- CONSIGNES -
- a) Reproduisez à l'identique le passage du texte sur l'effet Koulechov compris entre « On l’a vu : nous » et « appelle l’effet Koulechov. », ces deux bornes incluses.
- b) Dans le texte sur l'effet Koulechov, relevez tout ce que montre le second plan selon les différents cas présentés aux groupes de sujets.
--- EXTRAIT FOURNI ---
On l’a vu : nous avons tendance à surestimer notre capacité à comprendre les émotions d’autrui via le non-verbal.
Et le cinéma l’a bien compris. Si bien qu’il existe une technique qu’on appelle l’effet Koulechov.
Ça consiste à utiliser notre capacité à voir l’émotion qu’on veut de toute façon voir dans un visage pourtant impassible.
Le fait que le réalisateur Koulechov a vraiment fait l’expérience n’est pas avéré. En revanche l’effet a été mesuré dans une étude1
Voici l’expérience telle qu’on la raconte :
Selon la légende, au début des années 1920, le réalisateur soviétique Lev Koulechov aurait présenté à trois groupes de sujets un gros plan sur un acteur [adulte] au visage inexpressif, Ivan Mosjoukine, suivi d'un second plan montrant dans un cas une assiette de soupe, dans un autre un cercueil, et dans le dernier un enfant.
--- DONNÉES AFFICHÉES ---
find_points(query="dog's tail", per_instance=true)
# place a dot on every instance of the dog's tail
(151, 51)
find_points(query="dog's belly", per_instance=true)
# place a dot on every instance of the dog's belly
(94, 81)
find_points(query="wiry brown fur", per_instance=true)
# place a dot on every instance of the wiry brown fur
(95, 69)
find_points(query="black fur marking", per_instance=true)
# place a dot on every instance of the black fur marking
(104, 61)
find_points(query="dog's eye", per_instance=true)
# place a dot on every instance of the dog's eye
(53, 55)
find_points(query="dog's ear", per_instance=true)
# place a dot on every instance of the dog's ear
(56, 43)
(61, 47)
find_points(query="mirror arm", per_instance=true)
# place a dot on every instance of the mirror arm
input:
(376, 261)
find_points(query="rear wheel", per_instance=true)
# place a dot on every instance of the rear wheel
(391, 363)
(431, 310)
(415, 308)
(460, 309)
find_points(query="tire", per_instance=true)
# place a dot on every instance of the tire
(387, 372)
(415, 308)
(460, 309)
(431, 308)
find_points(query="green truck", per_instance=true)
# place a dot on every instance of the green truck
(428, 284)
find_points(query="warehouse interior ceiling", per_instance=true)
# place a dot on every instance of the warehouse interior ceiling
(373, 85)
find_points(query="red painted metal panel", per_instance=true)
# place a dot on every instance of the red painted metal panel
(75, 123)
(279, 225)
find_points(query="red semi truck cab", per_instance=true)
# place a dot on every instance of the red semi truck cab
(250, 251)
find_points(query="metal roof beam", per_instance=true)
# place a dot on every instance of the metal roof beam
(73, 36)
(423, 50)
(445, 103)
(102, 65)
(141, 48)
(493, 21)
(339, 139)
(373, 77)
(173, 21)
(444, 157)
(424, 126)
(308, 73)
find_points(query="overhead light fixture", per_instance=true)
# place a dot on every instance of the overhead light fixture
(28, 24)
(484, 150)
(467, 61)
---
- RÉPONSES -
- a)
On l’a vu : nous avons tendance à surestimer notre capacité à comprendre les émotions d’autrui via le non-verbal.
Et le cinéma l’a bien compris. Si bien qu’il existe une technique qu’on appelle l’effet Koulechov.

- b)
- une assiette de soupe
- un cercueil
- un enfant